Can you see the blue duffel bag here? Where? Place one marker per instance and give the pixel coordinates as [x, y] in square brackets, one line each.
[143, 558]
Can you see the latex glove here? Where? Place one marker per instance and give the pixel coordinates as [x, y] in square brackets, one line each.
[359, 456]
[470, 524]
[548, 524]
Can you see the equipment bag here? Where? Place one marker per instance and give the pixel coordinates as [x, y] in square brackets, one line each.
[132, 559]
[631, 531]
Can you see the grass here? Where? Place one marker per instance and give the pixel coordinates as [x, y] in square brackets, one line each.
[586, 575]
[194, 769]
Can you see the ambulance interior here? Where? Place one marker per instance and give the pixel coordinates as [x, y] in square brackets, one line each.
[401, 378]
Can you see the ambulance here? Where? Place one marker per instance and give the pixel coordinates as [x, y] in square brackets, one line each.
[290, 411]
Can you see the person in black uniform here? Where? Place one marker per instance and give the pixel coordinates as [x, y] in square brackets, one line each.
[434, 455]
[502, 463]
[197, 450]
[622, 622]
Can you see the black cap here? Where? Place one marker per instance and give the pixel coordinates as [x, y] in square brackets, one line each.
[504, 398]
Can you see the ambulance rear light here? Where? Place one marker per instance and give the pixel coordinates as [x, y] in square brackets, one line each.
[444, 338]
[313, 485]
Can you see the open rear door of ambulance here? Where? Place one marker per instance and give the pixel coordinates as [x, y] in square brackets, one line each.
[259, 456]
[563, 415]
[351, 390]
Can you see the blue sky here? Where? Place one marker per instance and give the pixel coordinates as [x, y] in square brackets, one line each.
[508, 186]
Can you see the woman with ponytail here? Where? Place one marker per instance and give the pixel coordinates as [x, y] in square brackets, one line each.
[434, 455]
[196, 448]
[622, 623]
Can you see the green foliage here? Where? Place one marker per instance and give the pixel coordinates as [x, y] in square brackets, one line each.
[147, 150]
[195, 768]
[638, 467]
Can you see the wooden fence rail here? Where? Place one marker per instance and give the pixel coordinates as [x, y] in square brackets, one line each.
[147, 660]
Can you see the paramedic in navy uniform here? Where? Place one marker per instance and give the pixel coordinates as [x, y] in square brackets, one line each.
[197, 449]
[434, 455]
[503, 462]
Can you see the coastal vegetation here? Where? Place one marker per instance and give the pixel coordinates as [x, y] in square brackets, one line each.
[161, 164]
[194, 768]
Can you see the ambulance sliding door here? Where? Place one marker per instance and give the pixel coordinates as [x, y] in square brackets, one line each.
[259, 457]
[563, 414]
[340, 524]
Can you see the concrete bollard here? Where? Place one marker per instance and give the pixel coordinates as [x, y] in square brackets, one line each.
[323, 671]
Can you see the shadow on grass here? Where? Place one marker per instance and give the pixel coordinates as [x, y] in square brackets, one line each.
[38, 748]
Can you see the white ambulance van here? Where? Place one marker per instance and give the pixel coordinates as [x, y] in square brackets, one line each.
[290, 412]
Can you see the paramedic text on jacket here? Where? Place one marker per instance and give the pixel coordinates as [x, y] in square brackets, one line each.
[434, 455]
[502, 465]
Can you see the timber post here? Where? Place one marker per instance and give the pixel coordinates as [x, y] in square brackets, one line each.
########
» **TO DO**
Output every record above exactly as it appears.

» **RESULT OF THIS TASK**
Can you see the blue duffel bag here? Where? Place one marker per instance and give the pixel coordinates as [x, y] in square brackets, one line each.
[143, 558]
Can you see the latex glove here? Where? Place one marker per instance and give the pixel coordinates as [x, y] in square brackets, one line each.
[359, 456]
[470, 524]
[548, 524]
Can you see the equipment bag here? Where? Place one marker per instance and give the pixel coordinates as [x, y] in square brackets, one line each.
[132, 559]
[631, 531]
Can you see the grass here? Where? Place one marker per instance and give the pixel coordinates as [x, y] in square brackets, one line each.
[586, 575]
[194, 769]
Can you see the ambulance interior here? Where? Place one marker per instance and give the pixel coordinates as [x, y] in square brackets, one line each.
[401, 378]
Can you see the ambulance here? Where? Place one marker per instance and give the pixel coordinates as [x, y] in square brackets, one line each.
[290, 411]
Can you see the person in black uniform here? Where? Place one marker per instance and give the pixel coordinates as [x, y] in square brackets, one line each.
[434, 455]
[502, 463]
[197, 450]
[622, 622]
Can you see the black cap here? Where? Place one marker per instance and give the pixel coordinates as [x, y] in square brackets, one line each.
[504, 398]
Can you see the ambulance rear light here? Where? Place one marker per instance and give the pixel coordinates as [x, y] in square brackets, one line each.
[444, 338]
[313, 485]
Can you see the open rear door of ambulance here? Where? Place one marker per instance and give the pixel coordinates as [x, y] in square brackets, one line each.
[259, 456]
[563, 415]
[351, 390]
Can you see the blue sky here? Where? Place one marker per instance and give the pixel coordinates as [x, y] in square brackets, one line each.
[508, 186]
Can you see the woman with ponytail here? Where? Place one marker per instance and give the pixel coordinates as [x, y] in square brackets, one line each.
[434, 455]
[196, 448]
[622, 623]
Can you see the green foliage here? Where? Place one marker per instance and give the pixel coordinates as [x, y] in square brackets, one line each.
[147, 150]
[195, 768]
[638, 467]
Can you see the wooden fence rail here? Where? Place one marker per instance and give the pixel coordinates as [x, y] in square brackets, one line each.
[147, 660]
Can you see the paramedic in navy uniform here? Where? Place one marker per instance and give the pixel coordinates as [x, y] in square brackets, one line each.
[197, 449]
[434, 455]
[503, 462]
Can you see the coastal vegetation here? Where? Place one marker per instance and give the pixel coordinates as [x, y] in square brackets, one line each.
[161, 164]
[194, 768]
Can you see the ambulance sliding door here? Where? Place one marker per instance and give the pixel coordinates as [x, y] in square brackets, one line each.
[259, 457]
[563, 414]
[340, 524]
Can you see the concrete bollard here? Where? Place one marker per instance and give the pixel coordinates as [x, y] in square brackets, one line each.
[323, 671]
Can you see the shadow on grass here? Where? Place one marker per instance and give the pixel coordinates as [x, y] in square brackets, one line each.
[38, 748]
Can you see the white ambulance van here? Where? Place one marker per instance and give the pixel coordinates as [x, y] in square brackets, one line each.
[290, 412]
Can you see the paramedic text on jacket here? Where? Place one marker per instance and give the pixel coordinates as [x, y] in square brackets, one line each.
[434, 455]
[502, 465]
Can you see the timber post here? Where? Place one marker per instance and give the pixel coordinates as [x, y] in square brackets, one line each.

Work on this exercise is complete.